• _AIM OF THE EXERCISE_: Below is a block of records; reproduce all of them exactly and leave out any pictures.
[Start]
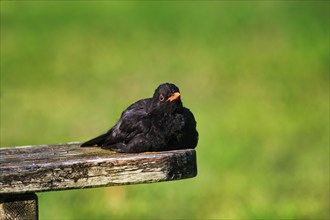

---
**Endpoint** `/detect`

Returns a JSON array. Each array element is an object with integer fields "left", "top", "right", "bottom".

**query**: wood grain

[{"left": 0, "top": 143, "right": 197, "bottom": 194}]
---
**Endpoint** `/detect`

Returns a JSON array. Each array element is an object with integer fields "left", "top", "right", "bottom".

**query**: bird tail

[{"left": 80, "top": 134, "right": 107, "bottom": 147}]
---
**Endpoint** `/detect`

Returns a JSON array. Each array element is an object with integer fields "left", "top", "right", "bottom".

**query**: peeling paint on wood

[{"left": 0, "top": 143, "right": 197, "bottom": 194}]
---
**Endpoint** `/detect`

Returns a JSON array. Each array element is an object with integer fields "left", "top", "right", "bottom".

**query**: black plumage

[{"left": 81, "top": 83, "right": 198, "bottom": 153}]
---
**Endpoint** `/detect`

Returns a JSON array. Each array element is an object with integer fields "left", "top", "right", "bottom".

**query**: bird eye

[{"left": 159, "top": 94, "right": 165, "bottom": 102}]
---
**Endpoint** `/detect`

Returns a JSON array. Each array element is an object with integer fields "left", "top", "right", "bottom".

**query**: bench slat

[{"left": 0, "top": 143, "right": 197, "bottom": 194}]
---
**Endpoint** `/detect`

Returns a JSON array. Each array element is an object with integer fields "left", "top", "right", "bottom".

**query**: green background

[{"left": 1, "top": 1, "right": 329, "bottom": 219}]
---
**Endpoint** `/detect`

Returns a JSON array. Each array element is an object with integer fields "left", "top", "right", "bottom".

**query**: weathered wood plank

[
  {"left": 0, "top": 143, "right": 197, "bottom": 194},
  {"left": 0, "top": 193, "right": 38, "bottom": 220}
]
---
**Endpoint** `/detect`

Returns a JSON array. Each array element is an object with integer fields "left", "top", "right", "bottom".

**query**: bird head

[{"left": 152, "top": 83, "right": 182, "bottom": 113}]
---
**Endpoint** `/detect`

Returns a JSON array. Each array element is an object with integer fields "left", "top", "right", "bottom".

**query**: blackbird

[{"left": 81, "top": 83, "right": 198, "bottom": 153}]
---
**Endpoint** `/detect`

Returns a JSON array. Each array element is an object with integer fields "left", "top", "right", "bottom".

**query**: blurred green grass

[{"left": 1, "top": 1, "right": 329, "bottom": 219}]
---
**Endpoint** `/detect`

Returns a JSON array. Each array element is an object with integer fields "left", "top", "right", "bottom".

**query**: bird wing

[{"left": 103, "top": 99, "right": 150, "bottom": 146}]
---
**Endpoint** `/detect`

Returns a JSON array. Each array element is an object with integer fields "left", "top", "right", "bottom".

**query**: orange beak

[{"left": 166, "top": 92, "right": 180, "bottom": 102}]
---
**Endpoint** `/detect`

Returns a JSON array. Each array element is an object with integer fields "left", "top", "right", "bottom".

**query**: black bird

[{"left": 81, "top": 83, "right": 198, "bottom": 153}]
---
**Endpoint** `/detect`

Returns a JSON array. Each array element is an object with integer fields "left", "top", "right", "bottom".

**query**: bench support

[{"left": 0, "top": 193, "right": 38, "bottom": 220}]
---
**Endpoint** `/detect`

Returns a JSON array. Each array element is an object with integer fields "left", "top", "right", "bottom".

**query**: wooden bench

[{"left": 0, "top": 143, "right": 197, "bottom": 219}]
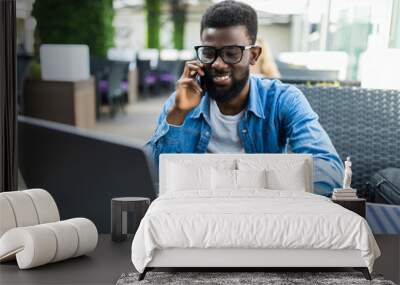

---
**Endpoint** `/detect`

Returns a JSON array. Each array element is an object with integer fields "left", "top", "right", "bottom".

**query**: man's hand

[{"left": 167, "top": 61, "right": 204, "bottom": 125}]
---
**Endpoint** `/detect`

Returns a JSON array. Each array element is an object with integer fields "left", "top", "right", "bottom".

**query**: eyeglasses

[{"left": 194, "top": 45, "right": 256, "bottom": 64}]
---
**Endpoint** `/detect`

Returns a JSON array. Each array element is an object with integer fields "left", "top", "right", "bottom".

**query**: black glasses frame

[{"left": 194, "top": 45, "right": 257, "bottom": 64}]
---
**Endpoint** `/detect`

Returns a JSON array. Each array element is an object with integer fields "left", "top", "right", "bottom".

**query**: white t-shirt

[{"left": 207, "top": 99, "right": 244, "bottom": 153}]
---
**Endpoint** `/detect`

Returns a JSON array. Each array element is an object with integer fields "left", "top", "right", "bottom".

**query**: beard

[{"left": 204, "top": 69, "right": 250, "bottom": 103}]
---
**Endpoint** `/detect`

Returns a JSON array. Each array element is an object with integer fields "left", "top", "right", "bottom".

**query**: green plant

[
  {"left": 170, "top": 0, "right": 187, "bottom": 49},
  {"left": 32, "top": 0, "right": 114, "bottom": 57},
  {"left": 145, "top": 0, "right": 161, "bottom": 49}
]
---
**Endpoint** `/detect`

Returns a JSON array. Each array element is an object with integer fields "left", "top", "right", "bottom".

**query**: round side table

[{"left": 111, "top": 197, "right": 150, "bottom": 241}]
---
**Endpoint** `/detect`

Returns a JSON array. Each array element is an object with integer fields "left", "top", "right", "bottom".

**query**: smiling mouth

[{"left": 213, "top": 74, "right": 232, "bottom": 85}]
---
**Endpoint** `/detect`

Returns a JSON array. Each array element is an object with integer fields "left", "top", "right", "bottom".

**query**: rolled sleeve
[End]
• _SOLUTION TO THE EXERCISE_:
---
**Endpoint** `/detect`

Returns a JSON array. Each array element is an object with integer fields "left", "top", "right", "bottom".

**query**: wood grain

[{"left": 0, "top": 143, "right": 197, "bottom": 194}]
---
**Endpoint** `/detect`

Returns a JSON array. Each array element is an object with integer fields "left", "top", "right", "bottom".

**query**: bird tail

[{"left": 80, "top": 134, "right": 107, "bottom": 147}]
---
**Endpoint** `/detect`

Returns a JSON array. Each array element is an object with integer fields "left", "top", "right", "bottom".

**query**: peeling paint on wood

[{"left": 0, "top": 143, "right": 197, "bottom": 194}]
---
**Endpoint** `/detect`

Returns a JSON array. Each array element is an object with integer fields "left", "top", "right", "bottom".

**query**: black plumage

[{"left": 81, "top": 83, "right": 198, "bottom": 153}]
---
**Endpoint** `/detect`

Returns a JSON array. Each array element is an object with integer fields "left", "top", "right", "bottom".

**query**: bird eye

[{"left": 159, "top": 94, "right": 165, "bottom": 102}]
---
**Endpoint** `/detect`

Returns a JSON array. Each array element is an object with integer fields "left", "top", "right", "bottom".

**query**: bench slat

[{"left": 0, "top": 143, "right": 197, "bottom": 194}]
---
**Endpoint** `/detect`

Returns a JSON array. Each array element is an object with integer fields "left", "top", "right", "bottom".

**query**: green background

[{"left": 1, "top": 1, "right": 329, "bottom": 219}]
---
**Endpoint** `/detect`

Returns a JSON array. Each array element is an object with integer fields "left", "top", "right", "bottom".

**query**: weathered wood plank

[
  {"left": 0, "top": 143, "right": 197, "bottom": 194},
  {"left": 0, "top": 193, "right": 38, "bottom": 220}
]
---
**Endpoint** `/detect`

Returns a JSON array. Each array element is an object with integer fields "left", "top", "right", "bottom".

**query**: bird head

[{"left": 152, "top": 83, "right": 182, "bottom": 113}]
---
**Endpoint** `/detect`

Returns a JSON array. Each array element is an object with integer fields "left", "top", "right", "bottom".

**query**: blackbird

[{"left": 81, "top": 83, "right": 198, "bottom": 153}]
---
**Endpoint** `/detect`

Returns a JSON array. Each array element is an object with integer fields "left", "top", "right", "bottom".

**query**: blurred green grass

[{"left": 1, "top": 1, "right": 329, "bottom": 219}]
---
**Endpoint** `/detect`

Returns a JSON array. Each array element is an object with integer fields "left", "top", "right", "bottom".

**query**: bird wing

[{"left": 103, "top": 99, "right": 150, "bottom": 146}]
---
**Endpoint** `/detect`

Returns a JSON array. Each array element is an object with integer fields "left", "top", "right", "bottom".

**query**: orange beak

[{"left": 166, "top": 92, "right": 180, "bottom": 102}]
---
**Endpoint** `/detect`

Returns a JSON array. Each array element is an object with integer fields "left", "top", "right", "bottom".

**query**: black bird

[{"left": 81, "top": 83, "right": 198, "bottom": 153}]
---
**Endpoint** `/detect`

Returns a JSON array. Each array element is an object with integer fields "left", "top", "right", "bottom".

**query**: bench support

[{"left": 0, "top": 193, "right": 38, "bottom": 220}]
---
**Endpoint** `/detect`

Returns a JSON array. Each array element is an object with integer fields "left", "top", "right", "bottom".

**query**: wooden bench

[{"left": 0, "top": 143, "right": 197, "bottom": 219}]

---
**Endpoint** `/detect`

Returns a JSON array. Each array element is an object with integer fields "left", "top", "right", "bottom".

**query**: man's hand

[{"left": 167, "top": 61, "right": 204, "bottom": 125}]
---
**Endpoint** `/detect`

Returns a JSON array. Each array element is an object with integer fields "left", "top", "right", "bottom".

**query**: eyeglasses

[{"left": 194, "top": 45, "right": 256, "bottom": 64}]
---
**Endpoint** `/detect`

Returns a JSON array. Each array element is an object with integer fields "left", "top", "right", "bottom".

**query**: black glasses frame

[{"left": 194, "top": 45, "right": 257, "bottom": 64}]
---
**Endpoint** `/detect`

Returns a JSON array. Each array element is an object with integer fields "left", "top", "right", "bottom".

**query**: white t-shirt

[{"left": 207, "top": 99, "right": 244, "bottom": 153}]
---
**Endpoint** `/detect`

Returns a JSON array. Each array element is an object with integer fields "left", "top", "right", "bottom".

**query**: beard

[{"left": 204, "top": 69, "right": 250, "bottom": 103}]
---
**Endpoint** `/detect`

Returns a JSON array. Each array element is an object with integer fields "left", "top", "right", "bottom".

**query**: green plant

[
  {"left": 170, "top": 0, "right": 187, "bottom": 49},
  {"left": 32, "top": 0, "right": 114, "bottom": 57},
  {"left": 145, "top": 0, "right": 161, "bottom": 49}
]
---
**Endpoint** `/detect`

Returns a JSON array. Each array element is an object with integer fields "left", "top", "right", "bottom".

**query**: round side table

[{"left": 111, "top": 197, "right": 150, "bottom": 241}]
---
**Endpoint** `/detect`

Returns a JSON array. Each array element is an object with integer fields "left", "top", "right", "bottom".

**query**: smiling mouth

[{"left": 213, "top": 74, "right": 232, "bottom": 85}]
---
**Endpoint** `/detect`

Returns a JSON array. Each array element is an object with integer fields "left", "top", "right", "bottom".

**query**: rolled sleeve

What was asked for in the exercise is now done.